■ TASK DETAILS: Please select every line in the rows below that contains the word "jacket", and treat case as significant.

■ THE RECORDS:
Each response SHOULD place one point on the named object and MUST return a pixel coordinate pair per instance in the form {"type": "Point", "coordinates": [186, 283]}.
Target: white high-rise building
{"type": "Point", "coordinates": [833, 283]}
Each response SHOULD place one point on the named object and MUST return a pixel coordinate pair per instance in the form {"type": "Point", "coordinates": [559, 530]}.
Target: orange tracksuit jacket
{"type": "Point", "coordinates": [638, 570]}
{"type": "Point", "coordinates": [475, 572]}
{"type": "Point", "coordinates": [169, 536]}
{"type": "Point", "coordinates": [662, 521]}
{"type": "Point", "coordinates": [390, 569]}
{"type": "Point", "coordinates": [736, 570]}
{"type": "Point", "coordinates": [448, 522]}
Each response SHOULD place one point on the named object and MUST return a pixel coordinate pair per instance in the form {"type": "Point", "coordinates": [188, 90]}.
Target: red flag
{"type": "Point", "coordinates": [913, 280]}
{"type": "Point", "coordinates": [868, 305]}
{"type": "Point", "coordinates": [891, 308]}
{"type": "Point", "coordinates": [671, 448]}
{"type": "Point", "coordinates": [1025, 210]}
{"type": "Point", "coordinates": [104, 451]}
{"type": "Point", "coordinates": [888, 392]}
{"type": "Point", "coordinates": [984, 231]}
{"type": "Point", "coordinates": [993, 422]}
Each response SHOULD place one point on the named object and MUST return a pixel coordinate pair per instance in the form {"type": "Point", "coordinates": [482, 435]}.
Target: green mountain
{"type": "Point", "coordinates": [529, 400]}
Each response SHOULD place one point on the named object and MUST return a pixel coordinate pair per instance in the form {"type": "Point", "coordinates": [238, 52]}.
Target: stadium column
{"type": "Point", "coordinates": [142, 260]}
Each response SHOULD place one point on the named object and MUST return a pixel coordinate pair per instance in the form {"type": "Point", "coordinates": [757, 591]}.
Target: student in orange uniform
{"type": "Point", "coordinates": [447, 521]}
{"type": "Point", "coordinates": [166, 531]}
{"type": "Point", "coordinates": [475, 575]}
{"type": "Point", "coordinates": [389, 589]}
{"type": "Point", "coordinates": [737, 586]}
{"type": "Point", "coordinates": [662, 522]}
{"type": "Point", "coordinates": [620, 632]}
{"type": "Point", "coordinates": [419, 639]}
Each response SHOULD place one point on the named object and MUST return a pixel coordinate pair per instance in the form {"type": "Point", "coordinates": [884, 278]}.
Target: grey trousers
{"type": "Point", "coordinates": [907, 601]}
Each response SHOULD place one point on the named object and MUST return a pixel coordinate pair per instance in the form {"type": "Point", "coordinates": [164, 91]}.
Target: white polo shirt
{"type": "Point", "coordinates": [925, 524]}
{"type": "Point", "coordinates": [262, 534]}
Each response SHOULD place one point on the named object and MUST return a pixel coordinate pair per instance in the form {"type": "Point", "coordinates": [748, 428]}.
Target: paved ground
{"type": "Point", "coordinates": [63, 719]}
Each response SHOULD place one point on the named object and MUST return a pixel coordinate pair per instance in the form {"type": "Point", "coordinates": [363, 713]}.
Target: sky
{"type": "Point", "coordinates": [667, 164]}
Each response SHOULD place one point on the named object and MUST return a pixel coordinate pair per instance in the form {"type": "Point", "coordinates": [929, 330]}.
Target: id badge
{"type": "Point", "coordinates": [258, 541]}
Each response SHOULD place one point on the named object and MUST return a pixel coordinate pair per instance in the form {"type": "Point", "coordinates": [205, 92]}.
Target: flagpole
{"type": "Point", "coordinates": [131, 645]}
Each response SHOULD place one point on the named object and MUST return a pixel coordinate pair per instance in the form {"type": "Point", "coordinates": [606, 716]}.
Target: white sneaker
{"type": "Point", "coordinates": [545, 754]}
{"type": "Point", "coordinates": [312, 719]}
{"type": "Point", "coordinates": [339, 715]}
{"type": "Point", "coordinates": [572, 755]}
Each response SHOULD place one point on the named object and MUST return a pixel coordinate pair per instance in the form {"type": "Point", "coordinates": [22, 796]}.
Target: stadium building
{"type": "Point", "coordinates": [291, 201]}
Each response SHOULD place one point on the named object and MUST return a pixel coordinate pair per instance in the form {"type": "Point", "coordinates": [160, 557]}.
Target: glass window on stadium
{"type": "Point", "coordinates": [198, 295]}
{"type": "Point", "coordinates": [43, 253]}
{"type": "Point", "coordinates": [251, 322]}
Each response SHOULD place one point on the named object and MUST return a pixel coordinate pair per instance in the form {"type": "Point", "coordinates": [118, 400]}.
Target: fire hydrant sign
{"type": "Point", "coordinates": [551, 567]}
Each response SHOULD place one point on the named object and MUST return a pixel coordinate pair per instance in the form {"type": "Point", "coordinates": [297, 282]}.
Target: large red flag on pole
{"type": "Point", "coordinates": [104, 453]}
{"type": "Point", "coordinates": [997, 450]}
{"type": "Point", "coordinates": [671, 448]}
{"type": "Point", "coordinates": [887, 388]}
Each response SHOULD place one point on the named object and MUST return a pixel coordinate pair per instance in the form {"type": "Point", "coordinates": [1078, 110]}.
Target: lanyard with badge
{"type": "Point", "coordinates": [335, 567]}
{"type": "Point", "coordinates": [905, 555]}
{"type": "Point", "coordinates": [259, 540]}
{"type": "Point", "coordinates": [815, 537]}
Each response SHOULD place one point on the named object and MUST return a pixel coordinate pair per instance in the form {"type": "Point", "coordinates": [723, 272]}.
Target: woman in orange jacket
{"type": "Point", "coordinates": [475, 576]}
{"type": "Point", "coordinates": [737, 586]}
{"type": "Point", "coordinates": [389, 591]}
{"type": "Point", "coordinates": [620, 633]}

■ RESPONSE TO THE TASK:
Target: orange tracksuit jacket
Target: woman in orange jacket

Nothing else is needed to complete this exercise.